• Input records
+ + + + +

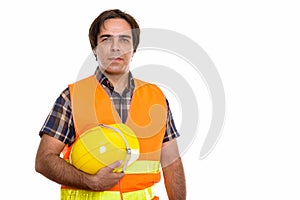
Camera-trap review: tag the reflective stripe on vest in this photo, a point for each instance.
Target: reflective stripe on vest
(147, 116)
(70, 194)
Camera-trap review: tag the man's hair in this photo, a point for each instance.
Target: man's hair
(112, 14)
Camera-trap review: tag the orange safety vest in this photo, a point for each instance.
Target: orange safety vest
(147, 116)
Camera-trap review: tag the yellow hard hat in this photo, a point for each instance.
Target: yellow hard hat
(102, 145)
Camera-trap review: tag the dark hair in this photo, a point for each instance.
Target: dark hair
(111, 14)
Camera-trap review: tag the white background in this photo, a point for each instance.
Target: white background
(254, 45)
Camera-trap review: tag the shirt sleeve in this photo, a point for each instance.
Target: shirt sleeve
(171, 131)
(59, 123)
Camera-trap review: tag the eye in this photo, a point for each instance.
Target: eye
(106, 39)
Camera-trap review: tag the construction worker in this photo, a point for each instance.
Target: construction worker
(112, 96)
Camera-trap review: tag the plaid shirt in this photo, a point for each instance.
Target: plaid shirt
(59, 123)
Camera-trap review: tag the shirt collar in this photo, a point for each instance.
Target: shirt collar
(103, 80)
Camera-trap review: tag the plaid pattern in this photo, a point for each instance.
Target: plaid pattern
(59, 123)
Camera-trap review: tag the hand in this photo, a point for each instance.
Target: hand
(105, 178)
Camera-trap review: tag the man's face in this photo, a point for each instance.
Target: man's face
(115, 46)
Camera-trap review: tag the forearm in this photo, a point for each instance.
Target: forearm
(175, 180)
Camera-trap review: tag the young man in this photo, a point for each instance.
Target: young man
(113, 96)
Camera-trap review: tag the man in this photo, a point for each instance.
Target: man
(118, 98)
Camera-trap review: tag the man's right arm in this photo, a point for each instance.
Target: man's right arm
(49, 163)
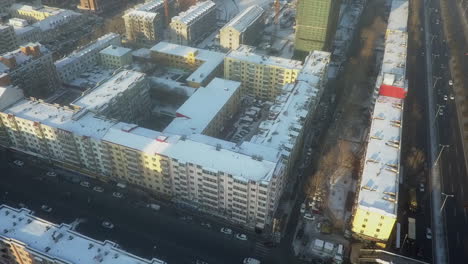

+ + + + +

• Exercise
The reply should repeat the listing above exactly and contain no pictures.

• Response
Camera-trap review: tag the reflective stripe on vest in this photo, a point for each instance.
Target: reflective stripe on vest
(147, 116)
(70, 194)
Camera-trap review: tag the man's hair in this photo, a point for each instance.
Target: man's hair
(112, 14)
Camera-trap review: tag the orange safety vest in this photo, a point for each instance.
Target: orange safety vest
(147, 116)
Camera-trap review: tag the yellow hard hat in this photo, a point for each instance.
Target: yellow hard hat
(102, 145)
Camera-trap review: tag the dark hair in this photo, a point for each instance.
Target: dark hair
(111, 14)
Camera-trap review: tag the white background in this photo, a point for each instance.
Target: white background
(254, 45)
Camera-trap review: tag the shirt sleeve in this photo, a point for each instance.
Target: shirt sleeve
(171, 131)
(59, 123)
Camera-trap review: tag the eye in this photo, a point for each instance.
Target: eye
(106, 39)
Camera-trap review: tag the construction worker in this photo, a point for each instance.
Target: construction worker
(112, 96)
Camera-trap review: tag the plaid shirt in this photo, a point for each instance.
Target: plaid shirt
(59, 123)
Camera-trap review: tag the shirt collar in this photo, a point for each instance.
Target: shirt collar
(103, 80)
Camera-trap review: tag the plaid pattern in this photo, a point for each instance.
Target: plaid pattern
(59, 123)
Camera-trap review: tag the hand in this photo, a point for each instance.
Target: hand
(105, 178)
Camera-trap review: tag the man's face in this photo, a point for each instance.
Target: man's face
(115, 46)
Camera-trap review: tag the forearm in this photo, a point for each instance.
Target: forearm
(175, 180)
Camera-trap review: tag the young man in this photo, a point for each instance.
Target: young man
(113, 96)
Camera-trap review: tag the man in this photo, a point for each instance.
Target: man
(118, 98)
Camera-trap review: tag the man's right arm in this photo, a point for each instance.
Target: man's right arm
(49, 163)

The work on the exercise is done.